Work to complete: Write down the lines exactly as they appear, from the one that contains "target: wire fence" through the final line of the records, so that both ends are kept and no pictures come along.

Given information:

-*-

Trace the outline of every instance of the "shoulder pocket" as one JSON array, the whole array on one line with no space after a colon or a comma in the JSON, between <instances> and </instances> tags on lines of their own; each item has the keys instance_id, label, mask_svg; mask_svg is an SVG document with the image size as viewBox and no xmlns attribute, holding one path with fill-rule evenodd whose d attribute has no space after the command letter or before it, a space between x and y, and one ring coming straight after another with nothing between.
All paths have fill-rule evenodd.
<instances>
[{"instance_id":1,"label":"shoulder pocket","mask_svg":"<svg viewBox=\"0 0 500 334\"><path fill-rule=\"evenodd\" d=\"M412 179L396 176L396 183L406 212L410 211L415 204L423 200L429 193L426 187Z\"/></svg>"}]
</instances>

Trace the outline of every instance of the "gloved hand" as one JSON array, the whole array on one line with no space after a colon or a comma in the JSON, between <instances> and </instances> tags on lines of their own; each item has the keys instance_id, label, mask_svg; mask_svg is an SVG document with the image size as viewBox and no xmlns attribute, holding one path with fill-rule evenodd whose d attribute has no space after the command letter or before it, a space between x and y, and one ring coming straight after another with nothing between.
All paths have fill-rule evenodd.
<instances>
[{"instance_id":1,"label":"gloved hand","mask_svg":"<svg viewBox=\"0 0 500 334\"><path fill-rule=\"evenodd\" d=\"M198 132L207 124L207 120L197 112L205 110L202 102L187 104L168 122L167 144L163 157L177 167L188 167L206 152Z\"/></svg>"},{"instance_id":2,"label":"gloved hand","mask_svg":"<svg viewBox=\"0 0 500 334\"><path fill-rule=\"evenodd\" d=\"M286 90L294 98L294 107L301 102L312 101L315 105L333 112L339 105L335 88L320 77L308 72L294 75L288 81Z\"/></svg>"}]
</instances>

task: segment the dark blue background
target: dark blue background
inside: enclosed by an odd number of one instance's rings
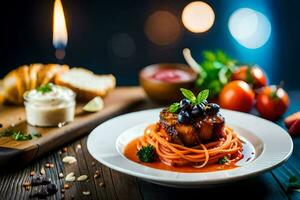
[[[6,2],[7,5],[1,5],[4,36],[1,37],[0,77],[21,64],[57,62],[52,46],[54,1]],[[157,10],[166,10],[181,23],[182,10],[189,1],[63,0],[69,34],[64,62],[71,66],[84,66],[97,73],[113,73],[119,85],[135,85],[138,84],[138,71],[144,66],[157,62],[184,62],[181,54],[184,47],[191,48],[199,61],[202,50],[221,48],[242,62],[259,64],[268,73],[271,83],[284,80],[287,88],[300,88],[300,1],[205,2],[212,6],[216,15],[215,24],[208,32],[194,34],[182,27],[182,37],[176,43],[157,46],[144,33],[147,17]],[[229,33],[229,16],[241,7],[260,11],[271,22],[271,37],[259,49],[246,49]],[[121,58],[112,52],[111,40],[119,33],[128,34],[134,41],[135,52],[128,58]]]

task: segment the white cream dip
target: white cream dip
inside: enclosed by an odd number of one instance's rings
[[[74,120],[75,93],[54,84],[24,94],[27,122],[33,126],[58,126]]]

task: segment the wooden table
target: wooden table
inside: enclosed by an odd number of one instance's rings
[[[290,92],[291,106],[286,115],[300,110],[300,91]],[[139,106],[129,110],[136,111],[145,108],[153,108],[156,105],[144,102]],[[277,122],[283,125],[282,120]],[[294,152],[291,158],[282,166],[271,172],[236,183],[207,189],[178,189],[169,188],[141,179],[131,177],[103,166],[95,161],[87,151],[87,136],[67,144],[66,152],[57,149],[50,152],[43,158],[35,161],[25,169],[14,172],[0,172],[0,199],[28,199],[33,192],[32,189],[26,191],[22,184],[28,180],[30,172],[39,173],[46,163],[53,163],[54,168],[45,168],[46,175],[62,188],[65,181],[59,178],[59,173],[68,174],[74,172],[75,175],[88,175],[90,178],[85,182],[71,182],[70,189],[64,194],[60,191],[49,199],[300,199],[299,192],[287,192],[286,188],[291,175],[300,178],[300,138],[294,139]],[[75,164],[64,164],[62,157],[73,155],[77,158]],[[96,171],[98,178],[93,178]],[[90,195],[84,195],[83,191],[90,191]]]

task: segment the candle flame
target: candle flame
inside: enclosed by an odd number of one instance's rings
[[[55,0],[53,11],[53,46],[64,49],[68,42],[68,32],[64,9],[60,0]]]

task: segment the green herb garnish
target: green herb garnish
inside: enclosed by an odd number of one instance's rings
[[[191,90],[180,88],[180,91],[183,94],[183,96],[185,96],[185,98],[190,100],[193,104],[196,103],[197,98]]]
[[[25,134],[25,133],[22,133],[21,131],[15,131],[15,130],[9,130],[9,129],[4,130],[0,134],[0,137],[11,137],[13,140],[16,140],[16,141],[32,140],[34,137],[41,137],[41,136],[42,135],[40,133]]]
[[[17,141],[25,141],[25,140],[32,139],[32,136],[30,134],[25,135],[25,134],[21,133],[20,131],[14,132],[11,137],[12,137],[12,139],[17,140]]]
[[[221,50],[203,51],[202,54],[204,59],[199,65],[196,87],[209,89],[211,97],[215,97],[230,81],[237,62]]]
[[[52,83],[47,83],[45,85],[41,85],[40,87],[38,87],[36,90],[42,94],[48,93],[52,91]]]
[[[221,165],[224,165],[225,163],[227,163],[229,160],[227,158],[227,156],[224,156],[223,158],[220,158],[218,160],[218,163],[221,164]]]
[[[185,96],[193,105],[197,105],[206,100],[209,95],[209,90],[202,90],[199,92],[197,97],[188,89],[180,88],[180,91],[182,92],[183,96]]]
[[[300,192],[300,183],[298,182],[297,176],[290,177],[287,190],[292,192]]]
[[[180,88],[180,91],[183,94],[183,96],[187,98],[193,105],[197,105],[203,102],[209,96],[209,90],[202,90],[201,92],[199,92],[197,97],[194,95],[194,93],[191,90]],[[180,109],[180,104],[177,102],[169,106],[169,111],[172,113],[178,112],[179,109]]]
[[[180,104],[179,103],[173,103],[172,105],[170,105],[169,107],[169,111],[172,113],[176,113],[180,108]]]
[[[152,145],[142,147],[136,155],[140,161],[146,163],[154,162],[157,158],[155,148]]]

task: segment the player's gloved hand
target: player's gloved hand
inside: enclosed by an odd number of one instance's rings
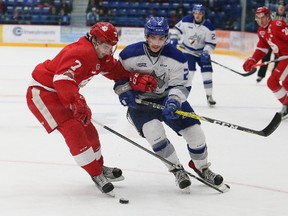
[[[114,85],[114,91],[119,96],[119,101],[123,106],[136,108],[136,92],[131,90],[131,86],[128,81],[124,80],[116,82]]]
[[[179,109],[181,109],[179,101],[174,98],[170,98],[166,101],[162,114],[166,119],[177,119],[179,118],[179,115],[176,114],[175,111]]]
[[[133,90],[126,91],[119,95],[120,103],[123,106],[128,106],[131,108],[136,108],[137,104],[135,102],[136,93]]]
[[[81,94],[74,96],[73,102],[70,104],[70,110],[73,117],[80,121],[85,127],[90,124],[92,112],[87,106],[85,98]]]
[[[154,92],[157,88],[157,81],[150,74],[132,73],[130,86],[135,91]]]
[[[208,53],[208,51],[203,50],[201,55],[200,55],[200,61],[203,64],[207,64],[210,61],[210,55]]]
[[[252,71],[255,68],[256,63],[257,62],[255,58],[252,58],[252,57],[248,58],[243,64],[244,71],[246,72]]]

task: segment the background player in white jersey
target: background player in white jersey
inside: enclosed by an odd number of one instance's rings
[[[115,92],[120,102],[128,106],[128,116],[141,136],[145,137],[153,151],[179,168],[167,165],[175,175],[180,189],[191,185],[188,175],[183,171],[176,151],[166,136],[163,122],[183,136],[191,157],[189,166],[204,180],[214,185],[221,185],[223,178],[208,167],[207,146],[200,121],[183,118],[175,114],[182,109],[193,112],[187,102],[191,89],[191,73],[184,54],[167,43],[169,26],[163,17],[151,17],[145,25],[146,41],[127,46],[119,54],[119,61],[127,71],[151,74],[157,81],[153,92],[128,90],[129,82],[116,82]],[[129,88],[129,86],[128,86]],[[150,108],[135,103],[135,97],[164,105],[163,110]]]
[[[171,34],[171,43],[183,48],[188,59],[189,71],[192,78],[196,72],[196,63],[201,68],[204,89],[209,106],[216,104],[213,93],[213,68],[210,54],[216,47],[216,34],[214,25],[205,19],[205,8],[201,4],[193,6],[193,15],[187,15],[178,22]]]

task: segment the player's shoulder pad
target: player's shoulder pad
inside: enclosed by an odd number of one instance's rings
[[[214,31],[215,30],[215,27],[214,27],[213,23],[209,19],[205,19],[204,20],[203,26],[208,28],[210,31]]]
[[[182,22],[189,22],[189,23],[193,23],[194,17],[192,15],[186,15],[182,18]]]
[[[137,57],[140,55],[144,55],[144,49],[143,49],[144,42],[138,42],[134,44],[130,44],[126,46],[119,54],[121,59],[125,60],[131,57]]]
[[[161,55],[169,57],[181,63],[185,63],[187,61],[185,55],[172,44],[165,45]]]

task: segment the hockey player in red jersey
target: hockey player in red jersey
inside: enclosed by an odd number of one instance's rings
[[[269,51],[270,47],[277,58],[288,56],[288,27],[283,20],[271,20],[270,10],[267,7],[259,7],[256,10],[255,20],[259,25],[257,47],[244,64],[243,69],[251,71],[255,64]],[[282,103],[282,119],[288,117],[288,59],[279,61],[267,80],[269,89]]]
[[[29,109],[46,131],[57,129],[76,163],[102,193],[112,195],[111,181],[124,177],[121,169],[103,165],[98,132],[91,123],[92,113],[79,90],[100,73],[115,81],[132,78],[133,88],[145,91],[150,77],[131,75],[113,58],[112,49],[117,42],[118,33],[112,24],[96,23],[86,36],[35,67],[26,95]]]

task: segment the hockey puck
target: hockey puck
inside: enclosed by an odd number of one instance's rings
[[[128,203],[129,203],[129,200],[128,200],[128,199],[125,199],[125,198],[120,198],[120,199],[119,199],[119,202],[120,202],[121,204],[128,204]]]

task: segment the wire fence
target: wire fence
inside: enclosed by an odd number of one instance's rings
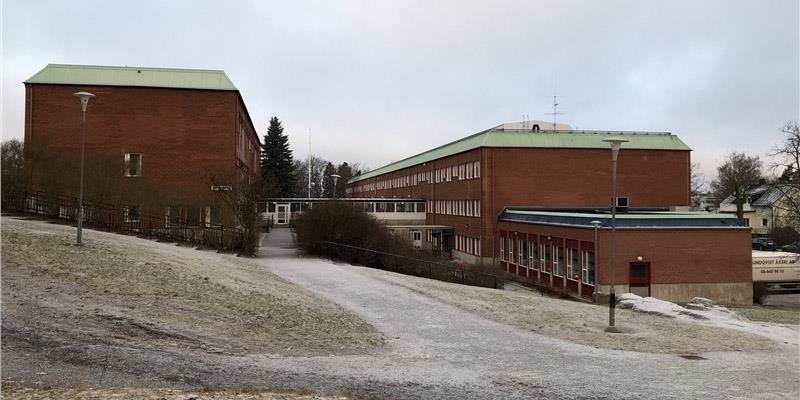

-*-

Answer to this task:
target: wire fence
inside: enclosed by an odd number of one instance's rings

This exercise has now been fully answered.